### PROVIDED RECORDS ###
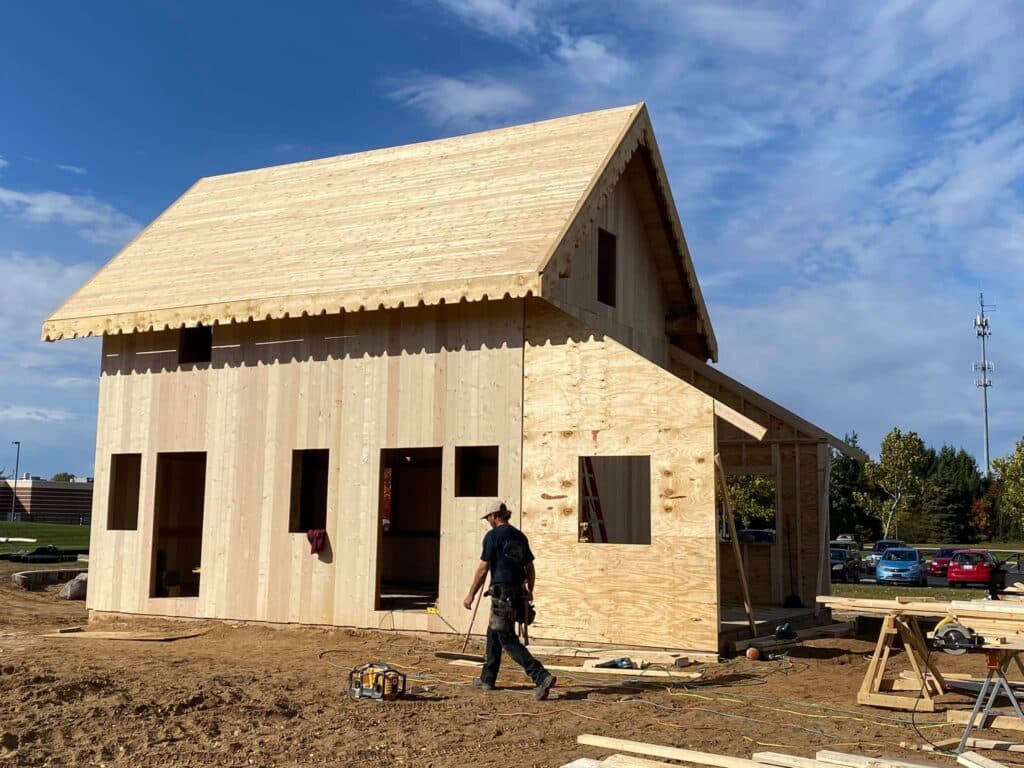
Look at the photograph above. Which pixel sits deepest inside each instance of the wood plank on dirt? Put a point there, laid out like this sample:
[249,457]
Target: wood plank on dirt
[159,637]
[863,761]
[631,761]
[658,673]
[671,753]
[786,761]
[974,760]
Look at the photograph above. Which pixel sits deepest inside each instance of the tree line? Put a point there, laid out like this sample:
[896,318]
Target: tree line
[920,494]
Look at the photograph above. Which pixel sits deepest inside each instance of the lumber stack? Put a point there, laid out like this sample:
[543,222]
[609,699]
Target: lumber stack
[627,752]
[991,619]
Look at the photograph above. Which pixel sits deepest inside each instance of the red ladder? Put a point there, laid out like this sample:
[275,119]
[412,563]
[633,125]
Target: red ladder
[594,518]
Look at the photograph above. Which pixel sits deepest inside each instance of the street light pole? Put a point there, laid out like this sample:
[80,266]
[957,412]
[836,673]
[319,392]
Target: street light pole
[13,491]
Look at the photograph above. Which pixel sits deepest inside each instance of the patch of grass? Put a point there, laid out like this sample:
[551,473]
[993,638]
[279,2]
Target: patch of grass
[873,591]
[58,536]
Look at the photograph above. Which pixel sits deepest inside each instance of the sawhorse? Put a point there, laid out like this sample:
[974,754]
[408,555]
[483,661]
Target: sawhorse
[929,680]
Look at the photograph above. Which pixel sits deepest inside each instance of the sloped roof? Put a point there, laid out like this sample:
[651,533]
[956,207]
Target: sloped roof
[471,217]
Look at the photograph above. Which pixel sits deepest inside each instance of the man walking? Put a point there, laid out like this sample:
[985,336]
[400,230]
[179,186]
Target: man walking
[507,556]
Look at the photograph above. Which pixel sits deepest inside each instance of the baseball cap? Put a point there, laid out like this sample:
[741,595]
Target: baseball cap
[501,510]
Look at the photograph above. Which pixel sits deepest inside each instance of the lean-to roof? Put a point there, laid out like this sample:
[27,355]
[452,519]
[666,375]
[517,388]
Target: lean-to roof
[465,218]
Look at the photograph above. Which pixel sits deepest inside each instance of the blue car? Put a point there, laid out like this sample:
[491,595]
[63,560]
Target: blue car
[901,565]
###
### PROVIDED RECORDS ###
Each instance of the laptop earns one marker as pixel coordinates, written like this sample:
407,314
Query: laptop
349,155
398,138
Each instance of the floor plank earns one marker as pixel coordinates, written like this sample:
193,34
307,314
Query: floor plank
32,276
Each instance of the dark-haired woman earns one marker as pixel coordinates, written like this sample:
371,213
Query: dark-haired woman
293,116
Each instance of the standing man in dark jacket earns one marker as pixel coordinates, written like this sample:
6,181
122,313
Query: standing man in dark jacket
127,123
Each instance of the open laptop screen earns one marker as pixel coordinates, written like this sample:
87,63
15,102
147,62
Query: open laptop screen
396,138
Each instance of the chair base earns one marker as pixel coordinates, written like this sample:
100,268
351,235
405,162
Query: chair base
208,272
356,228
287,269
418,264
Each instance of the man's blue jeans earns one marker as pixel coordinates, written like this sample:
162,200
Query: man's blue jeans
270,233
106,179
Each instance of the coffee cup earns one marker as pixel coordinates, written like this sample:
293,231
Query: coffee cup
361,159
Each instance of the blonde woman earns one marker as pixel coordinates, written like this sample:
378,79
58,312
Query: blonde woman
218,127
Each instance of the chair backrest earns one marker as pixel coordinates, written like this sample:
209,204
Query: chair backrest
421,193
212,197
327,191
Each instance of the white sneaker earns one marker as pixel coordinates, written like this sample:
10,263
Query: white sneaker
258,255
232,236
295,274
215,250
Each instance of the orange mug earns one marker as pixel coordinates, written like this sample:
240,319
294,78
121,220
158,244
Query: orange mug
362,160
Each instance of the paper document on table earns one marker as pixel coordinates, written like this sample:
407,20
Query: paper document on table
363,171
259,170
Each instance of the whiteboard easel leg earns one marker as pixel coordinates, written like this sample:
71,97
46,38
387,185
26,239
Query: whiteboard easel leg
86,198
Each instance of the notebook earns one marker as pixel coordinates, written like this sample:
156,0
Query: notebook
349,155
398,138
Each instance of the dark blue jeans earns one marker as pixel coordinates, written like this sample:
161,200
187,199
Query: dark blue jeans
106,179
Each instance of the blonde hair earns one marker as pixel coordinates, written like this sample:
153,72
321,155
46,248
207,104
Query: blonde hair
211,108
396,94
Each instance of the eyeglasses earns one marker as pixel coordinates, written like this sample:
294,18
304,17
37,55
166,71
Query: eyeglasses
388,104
###
### PROVIDED RECORDS ###
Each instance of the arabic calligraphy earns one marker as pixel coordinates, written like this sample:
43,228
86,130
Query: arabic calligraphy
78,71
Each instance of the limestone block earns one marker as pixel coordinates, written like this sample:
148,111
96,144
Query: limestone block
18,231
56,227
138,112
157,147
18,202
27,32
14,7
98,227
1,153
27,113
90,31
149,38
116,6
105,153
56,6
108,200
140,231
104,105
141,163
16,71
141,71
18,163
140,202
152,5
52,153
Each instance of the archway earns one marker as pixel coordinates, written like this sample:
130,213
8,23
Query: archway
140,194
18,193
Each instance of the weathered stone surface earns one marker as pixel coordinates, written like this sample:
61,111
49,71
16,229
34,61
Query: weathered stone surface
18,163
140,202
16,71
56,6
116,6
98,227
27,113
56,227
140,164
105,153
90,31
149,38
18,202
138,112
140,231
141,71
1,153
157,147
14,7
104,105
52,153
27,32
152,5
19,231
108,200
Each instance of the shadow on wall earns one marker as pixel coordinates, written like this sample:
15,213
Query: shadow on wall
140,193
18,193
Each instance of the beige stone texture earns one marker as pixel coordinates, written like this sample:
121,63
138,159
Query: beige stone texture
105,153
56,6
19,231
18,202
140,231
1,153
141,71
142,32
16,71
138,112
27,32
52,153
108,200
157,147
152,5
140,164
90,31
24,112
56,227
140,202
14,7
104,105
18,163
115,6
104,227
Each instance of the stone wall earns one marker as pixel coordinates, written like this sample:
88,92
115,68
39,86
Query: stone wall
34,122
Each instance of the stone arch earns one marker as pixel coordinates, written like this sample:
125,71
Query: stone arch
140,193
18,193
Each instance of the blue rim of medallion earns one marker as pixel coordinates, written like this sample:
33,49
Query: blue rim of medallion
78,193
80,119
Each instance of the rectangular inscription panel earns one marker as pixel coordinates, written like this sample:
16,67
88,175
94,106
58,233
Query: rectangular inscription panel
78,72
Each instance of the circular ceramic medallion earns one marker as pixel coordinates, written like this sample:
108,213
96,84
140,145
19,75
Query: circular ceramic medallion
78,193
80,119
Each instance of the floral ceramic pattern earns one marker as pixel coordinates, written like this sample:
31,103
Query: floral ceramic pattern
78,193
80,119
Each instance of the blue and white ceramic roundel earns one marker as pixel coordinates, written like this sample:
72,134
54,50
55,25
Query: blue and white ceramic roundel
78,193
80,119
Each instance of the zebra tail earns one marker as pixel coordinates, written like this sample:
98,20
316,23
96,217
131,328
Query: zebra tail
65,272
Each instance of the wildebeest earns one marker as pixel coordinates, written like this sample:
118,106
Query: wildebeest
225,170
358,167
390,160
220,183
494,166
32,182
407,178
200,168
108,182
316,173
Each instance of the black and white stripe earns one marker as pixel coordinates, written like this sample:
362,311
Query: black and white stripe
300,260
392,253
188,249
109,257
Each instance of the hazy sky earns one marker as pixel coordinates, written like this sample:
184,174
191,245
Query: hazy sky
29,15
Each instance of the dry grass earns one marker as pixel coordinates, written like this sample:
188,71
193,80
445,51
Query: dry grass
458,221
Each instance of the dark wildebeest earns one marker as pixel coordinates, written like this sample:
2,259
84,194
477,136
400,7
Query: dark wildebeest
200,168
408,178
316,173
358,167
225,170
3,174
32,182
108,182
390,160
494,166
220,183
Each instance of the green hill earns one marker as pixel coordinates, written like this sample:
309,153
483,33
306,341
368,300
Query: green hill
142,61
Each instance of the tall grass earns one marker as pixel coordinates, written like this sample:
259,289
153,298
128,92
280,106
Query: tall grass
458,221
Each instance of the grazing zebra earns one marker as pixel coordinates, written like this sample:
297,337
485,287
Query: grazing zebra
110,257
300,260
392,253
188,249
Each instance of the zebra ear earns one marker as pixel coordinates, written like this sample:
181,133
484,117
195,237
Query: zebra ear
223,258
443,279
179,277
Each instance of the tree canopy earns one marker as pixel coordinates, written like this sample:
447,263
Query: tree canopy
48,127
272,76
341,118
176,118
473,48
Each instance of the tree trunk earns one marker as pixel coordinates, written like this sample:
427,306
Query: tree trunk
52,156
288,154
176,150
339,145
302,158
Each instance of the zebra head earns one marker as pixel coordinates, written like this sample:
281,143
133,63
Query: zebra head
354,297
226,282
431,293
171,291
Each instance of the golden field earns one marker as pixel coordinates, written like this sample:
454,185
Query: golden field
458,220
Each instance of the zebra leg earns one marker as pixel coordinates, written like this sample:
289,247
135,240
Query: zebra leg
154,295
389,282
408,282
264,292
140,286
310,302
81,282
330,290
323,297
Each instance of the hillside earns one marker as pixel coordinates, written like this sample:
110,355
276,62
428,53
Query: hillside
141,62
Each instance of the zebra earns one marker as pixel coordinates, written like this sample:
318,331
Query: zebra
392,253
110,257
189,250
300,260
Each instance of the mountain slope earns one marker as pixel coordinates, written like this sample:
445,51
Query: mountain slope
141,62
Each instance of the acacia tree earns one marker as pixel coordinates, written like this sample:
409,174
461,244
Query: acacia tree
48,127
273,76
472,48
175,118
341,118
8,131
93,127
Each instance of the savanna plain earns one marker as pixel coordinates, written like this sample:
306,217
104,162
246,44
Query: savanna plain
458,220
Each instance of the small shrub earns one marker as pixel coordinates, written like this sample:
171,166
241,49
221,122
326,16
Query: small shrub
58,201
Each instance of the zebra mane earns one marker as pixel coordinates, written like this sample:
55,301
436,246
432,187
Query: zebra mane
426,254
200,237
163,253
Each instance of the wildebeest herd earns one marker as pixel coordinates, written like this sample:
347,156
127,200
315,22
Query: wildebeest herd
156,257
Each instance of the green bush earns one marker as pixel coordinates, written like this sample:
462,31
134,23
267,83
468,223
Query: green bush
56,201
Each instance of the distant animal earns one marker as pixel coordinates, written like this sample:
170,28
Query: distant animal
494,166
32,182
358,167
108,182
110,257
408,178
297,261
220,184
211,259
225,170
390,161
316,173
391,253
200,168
###
• _EXERCISE TASK_
Which lines in the items above contain the word "plank"? Copy out each one in full.

• _ANSWER TO THE TASK_
Look at the photograph above. Which pixel sits deepest inside each instance of the wood plank on dirt? Put a point there, laid out like this sample:
Target: wood plank on dirt
Each instance of the floor plank earns one marker as pixel coordinates, written like this sample:
Query: floor plank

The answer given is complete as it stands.